EXERCISE DIRECTIONS ->
Copy the Webnode text below from "First the Czech" to "and e-commerce websites.", and swap "Slovak" for "Slovakian" each time it appears.
[Begin TEXT BLOCK]
Webnode () is an online website builder system, and developed by Westcom, s.r.o, a company based in Brno, Czech Republic. It can be compared with other online systems like Weebly or WIX.

The website builder is known for its simplicity and allows users to create a site by dragging and dropping elements such as blogs, photo galleries and much more.

History 

Westcom, Ltd. started development of Webnode in September 2006 and officially launched 16 months later in January 2008.

Originally since 2002, the developer company Westcom had created online applications for large customers and had developed a system they could use for making it easier for programmers to launch and create new websites. From this framework system came the idea of creating a website builder tool for non-technical users.

First the Czech version was launched and then the Slovak one became operational in early June. By the end of 2008 Webnode had more than 200,000 users in more than 80 countries around the world, including the United States, Spain and China. Two years later, in 2010, its user base raised to more than 2,000,000 users and it had 12 language versions.

Features 
Webnode is a drag-and-drop online website builder with 3 different website solutions: Personal websites, Business websites and e-commerce websites.
[End TEXT BLOCK]
[Begin AVAILABLE DATA]
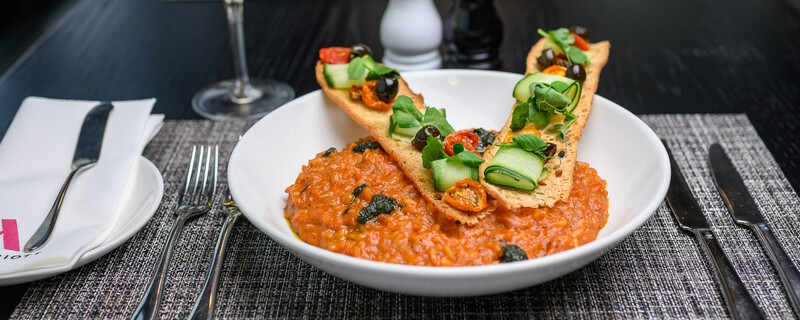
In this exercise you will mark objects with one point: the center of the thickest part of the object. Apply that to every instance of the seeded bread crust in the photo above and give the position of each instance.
(558, 183)
(376, 122)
[End AVAILABLE DATA]
SOLVED PROBLEM ->
First the Czech version was launched and then the Slovakian one became operational in early June. By the end of 2008 Webnode had more than 200,000 users in more than 80 countries around the world, including the United States, Spain and China. Two years later, in 2010, its user base raised to more than 2,000,000 users and it had 12 language versions.

Features 
Webnode is a drag-and-drop online website builder with 3 different website solutions: Personal websites, Business websites and e-commerce websites.